Recorded information Block Start
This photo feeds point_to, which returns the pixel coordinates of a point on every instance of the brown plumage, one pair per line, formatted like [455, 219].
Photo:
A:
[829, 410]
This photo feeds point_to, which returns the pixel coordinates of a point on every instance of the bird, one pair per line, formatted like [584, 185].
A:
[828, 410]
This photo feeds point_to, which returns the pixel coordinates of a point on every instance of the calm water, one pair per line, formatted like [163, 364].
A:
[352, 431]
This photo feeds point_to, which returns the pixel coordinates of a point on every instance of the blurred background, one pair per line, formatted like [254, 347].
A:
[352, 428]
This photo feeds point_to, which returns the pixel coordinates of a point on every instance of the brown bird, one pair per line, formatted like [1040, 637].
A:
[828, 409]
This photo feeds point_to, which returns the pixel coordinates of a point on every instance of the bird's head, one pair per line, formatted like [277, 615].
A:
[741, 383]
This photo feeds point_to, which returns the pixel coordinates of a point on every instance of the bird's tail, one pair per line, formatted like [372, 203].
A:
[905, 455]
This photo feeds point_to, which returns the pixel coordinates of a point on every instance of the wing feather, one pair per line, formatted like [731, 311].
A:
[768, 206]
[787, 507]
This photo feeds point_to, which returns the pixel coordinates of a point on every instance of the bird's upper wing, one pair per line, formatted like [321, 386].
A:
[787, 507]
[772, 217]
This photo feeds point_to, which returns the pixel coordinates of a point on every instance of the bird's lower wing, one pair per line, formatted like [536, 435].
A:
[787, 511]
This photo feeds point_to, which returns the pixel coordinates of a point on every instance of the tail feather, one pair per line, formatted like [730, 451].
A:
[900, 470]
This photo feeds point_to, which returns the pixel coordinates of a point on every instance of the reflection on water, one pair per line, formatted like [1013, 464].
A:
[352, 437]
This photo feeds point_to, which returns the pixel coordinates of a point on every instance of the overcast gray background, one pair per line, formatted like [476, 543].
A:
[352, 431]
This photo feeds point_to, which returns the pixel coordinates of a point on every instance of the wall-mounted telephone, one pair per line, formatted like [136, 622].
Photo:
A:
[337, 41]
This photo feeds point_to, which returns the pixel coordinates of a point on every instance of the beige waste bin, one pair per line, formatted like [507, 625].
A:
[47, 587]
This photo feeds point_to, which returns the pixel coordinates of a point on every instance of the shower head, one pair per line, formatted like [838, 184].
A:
Recorded information Block End
Once you have read the data, copy all of it out exactly.

This photo feeds point_to, which returns the pixel coordinates of a point on every instance of the brown plumage, one pair per line, formatted like [455, 219].
Photo:
A:
[829, 410]
This photo feeds point_to, which returns the pixel coordinates of a point on every instance of the bird, one pair per line, formatted like [584, 185].
A:
[828, 410]
This photo feeds point_to, which returns the pixel coordinates of a point on every instance of the calm water, one pair per line, formatted like [163, 364].
A:
[352, 431]
This photo feeds point_to, which returns the pixel coordinates of a point on every instance of the blurred background, one pair per line, formatted like [254, 347].
A:
[352, 428]
This photo feeds point_to, which returns the pixel coordinates of a point on every instance of the brown bird, one pair per line, formatted like [1040, 637].
A:
[828, 409]
This photo feeds point_to, which returns the pixel coordinates of a point on every instance of the bird's head, one pair per line, formatted like [277, 615].
A:
[741, 383]
This photo feeds point_to, which returns the pixel coordinates of a point on every instance of the bird's tail, one pair per line, formatted like [372, 203].
A:
[905, 455]
This photo feeds point_to, which returns the pixel coordinates of a point on every instance of the wing feather, one pair per line, formatted like [731, 311].
A:
[768, 206]
[787, 507]
This photo feeds point_to, which returns the pixel coordinates of a point on every instance of the bird's upper wing, one pair per line, formatted like [321, 386].
A:
[787, 507]
[772, 217]
This photo feeds point_to, which returns the pixel coordinates of a point on every instance of the bird's lower wing, one pair per line, formatted like [536, 435].
A:
[787, 511]
This photo feeds point_to, which returns the pixel coordinates of a point on every instance of the tail feather, one pair per line, formatted like [730, 451].
A:
[900, 470]
This photo feeds point_to, which returns the pixel coordinates of a point on every instance of the reflection on water, one pair per line, formatted like [1013, 464].
A:
[352, 437]
This photo feeds point_to, which returns the pixel coordinates of a point on every instance of the overcast gray background, one pair per line, formatted like [476, 543].
A:
[352, 431]
This photo feeds point_to, which returns the pixel coordinates of a point on every instance of the wall-mounted telephone, one pair per line, formatted like [136, 622].
Photo:
A:
[337, 41]
This photo feeds point_to, which returns the pixel coordinates of a point on every instance of the beige waste bin, one pair per line, formatted like [507, 625].
A:
[47, 587]
This photo feeds point_to, which returns the pixel coordinates of a point on every instance of the shower head, one pair per line, formatted like [838, 184].
A:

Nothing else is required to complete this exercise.